◆ **THE TASK**: Please repeat the listing in its entirety, without any alteration.
[Opening DATA IN THIS EXERCISE section]
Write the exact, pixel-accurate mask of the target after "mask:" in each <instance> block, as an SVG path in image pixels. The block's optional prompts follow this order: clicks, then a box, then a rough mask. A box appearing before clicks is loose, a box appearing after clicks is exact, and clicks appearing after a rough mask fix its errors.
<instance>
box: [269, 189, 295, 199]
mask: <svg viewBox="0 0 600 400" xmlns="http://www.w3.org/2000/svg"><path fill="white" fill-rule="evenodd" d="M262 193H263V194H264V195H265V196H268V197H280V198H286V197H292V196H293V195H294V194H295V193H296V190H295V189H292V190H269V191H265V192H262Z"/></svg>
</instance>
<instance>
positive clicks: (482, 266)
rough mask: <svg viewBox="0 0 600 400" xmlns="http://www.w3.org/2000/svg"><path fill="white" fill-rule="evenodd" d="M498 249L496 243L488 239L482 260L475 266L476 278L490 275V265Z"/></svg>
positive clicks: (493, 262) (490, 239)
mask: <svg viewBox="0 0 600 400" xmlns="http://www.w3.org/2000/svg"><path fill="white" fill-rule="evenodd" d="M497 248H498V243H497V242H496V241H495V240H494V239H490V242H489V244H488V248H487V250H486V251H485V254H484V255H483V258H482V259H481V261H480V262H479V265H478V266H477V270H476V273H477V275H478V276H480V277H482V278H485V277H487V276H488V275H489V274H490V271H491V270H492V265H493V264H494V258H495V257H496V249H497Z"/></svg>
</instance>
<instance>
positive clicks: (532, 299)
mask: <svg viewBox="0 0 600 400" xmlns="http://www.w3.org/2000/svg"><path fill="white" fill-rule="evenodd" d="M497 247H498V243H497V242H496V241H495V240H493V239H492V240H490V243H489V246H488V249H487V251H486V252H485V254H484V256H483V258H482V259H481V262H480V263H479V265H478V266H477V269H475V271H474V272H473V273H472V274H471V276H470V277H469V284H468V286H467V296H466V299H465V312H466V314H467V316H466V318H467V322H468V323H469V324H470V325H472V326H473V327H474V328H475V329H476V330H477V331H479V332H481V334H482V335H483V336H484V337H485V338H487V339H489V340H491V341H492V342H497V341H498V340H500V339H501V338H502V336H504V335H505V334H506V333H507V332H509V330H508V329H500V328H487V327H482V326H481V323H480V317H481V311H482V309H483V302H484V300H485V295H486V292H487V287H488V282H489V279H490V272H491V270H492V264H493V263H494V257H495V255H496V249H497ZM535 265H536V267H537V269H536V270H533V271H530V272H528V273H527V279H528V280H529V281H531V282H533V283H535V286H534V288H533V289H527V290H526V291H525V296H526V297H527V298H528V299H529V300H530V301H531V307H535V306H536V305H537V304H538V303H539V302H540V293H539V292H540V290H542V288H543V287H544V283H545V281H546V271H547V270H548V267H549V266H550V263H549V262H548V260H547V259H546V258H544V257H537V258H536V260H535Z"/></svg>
[Closing DATA IN THIS EXERCISE section]
◆ **ANSWER SECTION**:
Write the exact, pixel-accurate mask of the target after "mask:" in each <instance> block, as an SVG path in image pixels. The block's optional prompts follow this order: clicks, then a box, then a rough mask. A box appearing before clicks is loose, a box appearing after clicks is exact, and clicks appearing after a rough mask fix its errors.
<instance>
box: [269, 189, 295, 199]
mask: <svg viewBox="0 0 600 400" xmlns="http://www.w3.org/2000/svg"><path fill="white" fill-rule="evenodd" d="M262 193H263V194H264V195H265V196H268V197H280V198H286V197H292V196H293V195H294V194H295V193H296V190H295V189H292V190H269V191H265V192H262Z"/></svg>
</instance>
<instance>
positive clicks: (482, 266)
rough mask: <svg viewBox="0 0 600 400" xmlns="http://www.w3.org/2000/svg"><path fill="white" fill-rule="evenodd" d="M498 249L496 243L488 239L482 260L475 266L476 278L490 275V265Z"/></svg>
positive clicks: (493, 262) (490, 239)
mask: <svg viewBox="0 0 600 400" xmlns="http://www.w3.org/2000/svg"><path fill="white" fill-rule="evenodd" d="M497 248H498V243H497V242H496V241H495V240H494V239H490V242H489V244H488V248H487V250H486V251H485V254H484V255H483V258H482V259H481V261H480V262H479V265H478V266H477V270H476V273H477V275H478V276H480V277H482V278H485V277H487V276H488V275H489V274H490V271H491V270H492V265H493V264H494V258H495V257H496V249H497Z"/></svg>
</instance>
<instance>
positive clicks: (532, 299)
mask: <svg viewBox="0 0 600 400" xmlns="http://www.w3.org/2000/svg"><path fill="white" fill-rule="evenodd" d="M497 247H498V243H497V242H496V241H495V240H493V239H492V240H490V243H489V246H488V249H487V251H486V252H485V254H484V256H483V258H482V259H481V262H480V263H479V265H478V266H477V269H475V271H474V272H473V273H472V274H471V276H470V277H469V284H468V286H467V296H466V299H465V312H466V314H467V316H466V318H467V322H468V323H469V324H470V325H472V326H473V327H474V328H475V329H476V330H477V331H479V332H481V334H482V335H483V336H484V337H485V338H487V339H489V340H491V341H492V342H497V341H498V340H500V339H501V338H502V336H504V335H505V334H506V333H507V332H509V330H508V329H500V328H487V327H482V326H481V323H480V317H481V311H482V309H483V302H484V300H485V295H486V292H487V287H488V282H489V279H490V272H491V270H492V264H493V263H494V257H495V255H496V249H497ZM535 265H536V267H537V269H536V270H533V271H530V272H528V273H527V279H528V280H529V281H531V282H533V283H535V286H534V288H533V289H527V290H526V291H525V296H526V297H527V298H528V299H529V300H530V301H531V307H535V306H536V305H537V304H538V303H539V302H540V293H539V292H540V290H542V288H543V287H544V283H545V281H546V271H547V270H548V267H549V266H550V263H549V262H548V260H547V259H546V258H544V257H537V258H536V260H535Z"/></svg>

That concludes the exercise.